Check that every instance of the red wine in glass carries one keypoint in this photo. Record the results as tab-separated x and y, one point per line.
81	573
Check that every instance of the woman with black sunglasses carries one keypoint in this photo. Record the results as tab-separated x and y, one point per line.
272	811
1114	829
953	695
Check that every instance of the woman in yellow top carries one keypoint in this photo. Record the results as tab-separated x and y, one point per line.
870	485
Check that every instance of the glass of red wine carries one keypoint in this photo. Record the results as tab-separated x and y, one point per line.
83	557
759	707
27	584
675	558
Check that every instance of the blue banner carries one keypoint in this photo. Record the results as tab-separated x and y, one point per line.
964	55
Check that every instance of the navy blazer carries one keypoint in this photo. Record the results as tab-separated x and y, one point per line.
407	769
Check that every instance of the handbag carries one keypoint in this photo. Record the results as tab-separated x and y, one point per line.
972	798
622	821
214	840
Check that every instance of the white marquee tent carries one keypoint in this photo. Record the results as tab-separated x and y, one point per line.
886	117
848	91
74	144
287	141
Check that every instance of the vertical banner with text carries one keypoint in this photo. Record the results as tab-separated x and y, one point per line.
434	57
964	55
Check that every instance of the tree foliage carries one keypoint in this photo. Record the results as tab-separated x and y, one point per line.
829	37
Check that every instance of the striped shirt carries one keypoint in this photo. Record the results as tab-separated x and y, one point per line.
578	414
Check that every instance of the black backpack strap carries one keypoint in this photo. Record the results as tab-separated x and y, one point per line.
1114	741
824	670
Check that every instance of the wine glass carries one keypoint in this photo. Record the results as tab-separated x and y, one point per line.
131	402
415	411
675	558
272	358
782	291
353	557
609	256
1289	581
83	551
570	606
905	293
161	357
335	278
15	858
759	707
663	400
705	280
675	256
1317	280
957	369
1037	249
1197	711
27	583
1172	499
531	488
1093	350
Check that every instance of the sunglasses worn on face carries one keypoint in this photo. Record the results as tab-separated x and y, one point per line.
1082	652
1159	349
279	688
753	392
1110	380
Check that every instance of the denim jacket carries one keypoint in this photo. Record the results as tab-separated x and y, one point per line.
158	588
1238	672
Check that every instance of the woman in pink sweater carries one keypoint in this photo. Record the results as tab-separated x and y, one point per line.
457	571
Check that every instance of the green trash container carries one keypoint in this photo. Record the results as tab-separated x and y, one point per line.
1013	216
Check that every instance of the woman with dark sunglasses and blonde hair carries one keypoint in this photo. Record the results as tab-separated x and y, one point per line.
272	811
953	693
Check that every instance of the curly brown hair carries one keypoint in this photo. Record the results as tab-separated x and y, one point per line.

————

- TASK -
The requested output is the line holding "Check that every instance of the black" and every line after it up to the last line of the listing, exactly, with nothing else.

- RESPONSE TO THE EXERCISE -
Check that every instance of the black backpack strap carries one keypoint in this photo. Record the results as tab-separated x and y, one point per line.
1114	741
824	670
Check that every instance of the wine glass carries one keypoint in this photo. Record the results as tab-separated x and y, one point per line.
131	402
415	411
675	558
272	358
782	291
353	557
609	256
1289	581
83	551
570	606
905	293
161	357
335	278
15	858
759	707
663	400
705	280
675	256
1317	280
957	369
1037	249
1197	711
27	583
1172	499
531	488
1093	350
Check that every instance of the sunglasses worn on face carries one keypoint in this photo. Record the results as tab-separated x and y, one point per line.
1082	652
1159	349
279	688
753	392
1110	380
Check that every instance of the denim jacket carries one keypoint in this photo. Record the results as tab-separated x and y, one point per line.
158	588
1238	672
Check that every instance of the woman in pink sweater carries one keypoint in this photo. Record the results as tab-separated x and y, one point per line.
457	571
Check that every instance of the green trash container carries one keypoint in this photo. Record the results as tab-separated x and y, one point per line.
1013	216
Check that every instance of the woman with dark sunglasses and blonde hair carries one keypoint in this photo. Record the results as tab-separated x and y, one point per line.
272	811
953	693
Check that every instance of the curly brown hair carries one keypoint in this photo. Record the results as tab-separated x and y, one point per line.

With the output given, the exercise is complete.